:: Task statement ::
Tally up the lines below that carry the word "orange", answering with the figure alone.

[Opening Provided information section]

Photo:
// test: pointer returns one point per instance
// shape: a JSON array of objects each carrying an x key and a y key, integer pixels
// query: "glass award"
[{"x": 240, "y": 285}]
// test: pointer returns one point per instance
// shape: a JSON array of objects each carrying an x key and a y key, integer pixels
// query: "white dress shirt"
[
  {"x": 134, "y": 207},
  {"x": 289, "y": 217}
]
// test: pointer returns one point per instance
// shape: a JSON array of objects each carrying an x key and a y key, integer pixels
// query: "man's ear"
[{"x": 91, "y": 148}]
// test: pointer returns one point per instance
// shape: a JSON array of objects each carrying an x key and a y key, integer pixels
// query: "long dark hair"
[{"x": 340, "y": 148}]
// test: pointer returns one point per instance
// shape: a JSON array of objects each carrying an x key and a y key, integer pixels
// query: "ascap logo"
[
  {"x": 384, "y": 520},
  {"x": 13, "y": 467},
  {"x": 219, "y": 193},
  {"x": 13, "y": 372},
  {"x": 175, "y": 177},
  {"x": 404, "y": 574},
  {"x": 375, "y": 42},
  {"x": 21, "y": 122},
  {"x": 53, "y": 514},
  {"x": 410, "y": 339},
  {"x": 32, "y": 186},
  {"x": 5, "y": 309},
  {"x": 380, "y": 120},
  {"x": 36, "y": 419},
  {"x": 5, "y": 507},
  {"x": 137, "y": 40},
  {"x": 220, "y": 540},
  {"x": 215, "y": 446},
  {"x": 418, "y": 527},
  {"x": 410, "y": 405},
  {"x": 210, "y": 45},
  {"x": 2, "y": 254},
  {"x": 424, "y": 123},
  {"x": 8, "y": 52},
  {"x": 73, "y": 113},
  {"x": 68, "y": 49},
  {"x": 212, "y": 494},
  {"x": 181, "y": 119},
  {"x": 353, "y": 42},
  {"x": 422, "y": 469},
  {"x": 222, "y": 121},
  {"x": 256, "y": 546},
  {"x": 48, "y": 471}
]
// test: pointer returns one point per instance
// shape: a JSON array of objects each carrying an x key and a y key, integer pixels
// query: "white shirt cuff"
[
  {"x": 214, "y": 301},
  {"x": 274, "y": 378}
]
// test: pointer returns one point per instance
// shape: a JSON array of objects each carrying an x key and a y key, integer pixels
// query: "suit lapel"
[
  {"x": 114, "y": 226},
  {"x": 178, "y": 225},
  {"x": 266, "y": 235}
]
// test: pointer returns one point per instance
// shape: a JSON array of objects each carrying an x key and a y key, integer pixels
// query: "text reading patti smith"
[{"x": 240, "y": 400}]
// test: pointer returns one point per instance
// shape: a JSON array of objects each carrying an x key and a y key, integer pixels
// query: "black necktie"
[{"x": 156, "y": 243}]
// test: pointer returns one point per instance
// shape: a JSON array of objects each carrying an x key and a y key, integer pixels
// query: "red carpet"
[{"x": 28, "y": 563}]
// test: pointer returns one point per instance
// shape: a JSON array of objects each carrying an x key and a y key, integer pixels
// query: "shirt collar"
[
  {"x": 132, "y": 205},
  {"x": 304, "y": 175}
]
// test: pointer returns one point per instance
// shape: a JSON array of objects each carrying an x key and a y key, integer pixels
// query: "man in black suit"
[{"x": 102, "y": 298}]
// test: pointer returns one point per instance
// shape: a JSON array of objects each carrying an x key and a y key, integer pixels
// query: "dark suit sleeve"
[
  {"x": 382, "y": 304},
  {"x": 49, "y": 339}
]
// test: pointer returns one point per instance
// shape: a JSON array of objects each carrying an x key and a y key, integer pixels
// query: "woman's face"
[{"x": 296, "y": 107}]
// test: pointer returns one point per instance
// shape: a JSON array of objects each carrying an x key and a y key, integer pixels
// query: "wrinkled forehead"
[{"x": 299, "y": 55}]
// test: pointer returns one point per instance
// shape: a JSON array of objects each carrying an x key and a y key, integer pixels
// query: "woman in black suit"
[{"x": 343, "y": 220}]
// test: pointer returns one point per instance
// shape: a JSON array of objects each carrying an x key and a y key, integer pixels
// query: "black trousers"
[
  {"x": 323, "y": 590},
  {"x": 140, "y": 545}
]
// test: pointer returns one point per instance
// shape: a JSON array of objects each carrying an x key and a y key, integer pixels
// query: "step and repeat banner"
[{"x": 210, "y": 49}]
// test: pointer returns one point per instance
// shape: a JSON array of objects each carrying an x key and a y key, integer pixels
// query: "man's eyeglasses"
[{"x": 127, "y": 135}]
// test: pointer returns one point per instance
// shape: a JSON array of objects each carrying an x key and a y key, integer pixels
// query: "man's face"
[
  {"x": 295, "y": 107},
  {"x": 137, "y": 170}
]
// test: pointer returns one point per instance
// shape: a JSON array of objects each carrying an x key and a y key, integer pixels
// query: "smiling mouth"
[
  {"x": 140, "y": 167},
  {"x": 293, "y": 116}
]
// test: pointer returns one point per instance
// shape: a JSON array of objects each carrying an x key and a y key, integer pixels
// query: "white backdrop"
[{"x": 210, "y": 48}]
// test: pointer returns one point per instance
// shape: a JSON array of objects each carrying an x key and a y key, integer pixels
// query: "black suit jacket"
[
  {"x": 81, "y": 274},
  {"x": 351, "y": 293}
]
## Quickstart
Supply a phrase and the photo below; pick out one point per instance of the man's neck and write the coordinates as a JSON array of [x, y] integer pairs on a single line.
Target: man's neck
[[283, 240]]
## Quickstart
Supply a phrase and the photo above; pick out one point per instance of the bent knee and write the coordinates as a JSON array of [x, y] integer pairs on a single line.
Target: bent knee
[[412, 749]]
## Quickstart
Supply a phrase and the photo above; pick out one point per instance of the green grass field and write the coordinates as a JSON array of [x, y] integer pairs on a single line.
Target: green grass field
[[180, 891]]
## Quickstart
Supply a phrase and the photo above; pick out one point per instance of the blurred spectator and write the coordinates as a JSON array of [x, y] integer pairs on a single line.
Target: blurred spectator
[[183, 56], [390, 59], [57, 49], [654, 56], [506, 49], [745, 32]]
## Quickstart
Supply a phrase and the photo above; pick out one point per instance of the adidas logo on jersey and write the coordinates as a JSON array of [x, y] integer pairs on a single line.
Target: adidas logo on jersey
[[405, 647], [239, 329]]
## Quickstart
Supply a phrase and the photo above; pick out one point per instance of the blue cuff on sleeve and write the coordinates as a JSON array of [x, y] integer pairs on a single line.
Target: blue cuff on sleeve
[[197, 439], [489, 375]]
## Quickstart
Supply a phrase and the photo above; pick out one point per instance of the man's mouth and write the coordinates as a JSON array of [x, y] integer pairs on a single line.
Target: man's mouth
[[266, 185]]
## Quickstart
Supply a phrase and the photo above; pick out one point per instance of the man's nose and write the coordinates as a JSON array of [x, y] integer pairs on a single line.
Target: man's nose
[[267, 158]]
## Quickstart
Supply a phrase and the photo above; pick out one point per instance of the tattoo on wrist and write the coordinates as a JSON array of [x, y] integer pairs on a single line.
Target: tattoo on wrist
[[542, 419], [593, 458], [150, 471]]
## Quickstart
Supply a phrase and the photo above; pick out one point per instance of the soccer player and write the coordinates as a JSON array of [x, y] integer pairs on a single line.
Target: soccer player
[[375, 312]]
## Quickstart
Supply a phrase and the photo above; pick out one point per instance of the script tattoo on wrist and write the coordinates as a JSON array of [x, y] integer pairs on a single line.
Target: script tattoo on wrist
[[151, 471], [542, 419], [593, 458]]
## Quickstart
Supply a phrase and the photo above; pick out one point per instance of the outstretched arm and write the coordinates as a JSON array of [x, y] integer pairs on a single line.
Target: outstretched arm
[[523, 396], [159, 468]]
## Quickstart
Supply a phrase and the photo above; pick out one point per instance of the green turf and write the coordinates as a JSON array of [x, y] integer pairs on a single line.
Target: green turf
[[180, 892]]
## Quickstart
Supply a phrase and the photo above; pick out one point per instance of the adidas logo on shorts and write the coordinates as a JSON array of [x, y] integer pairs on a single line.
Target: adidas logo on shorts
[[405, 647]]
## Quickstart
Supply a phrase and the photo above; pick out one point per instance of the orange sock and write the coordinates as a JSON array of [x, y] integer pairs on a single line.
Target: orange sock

[Closing Provided information section]

:: Task output ::
2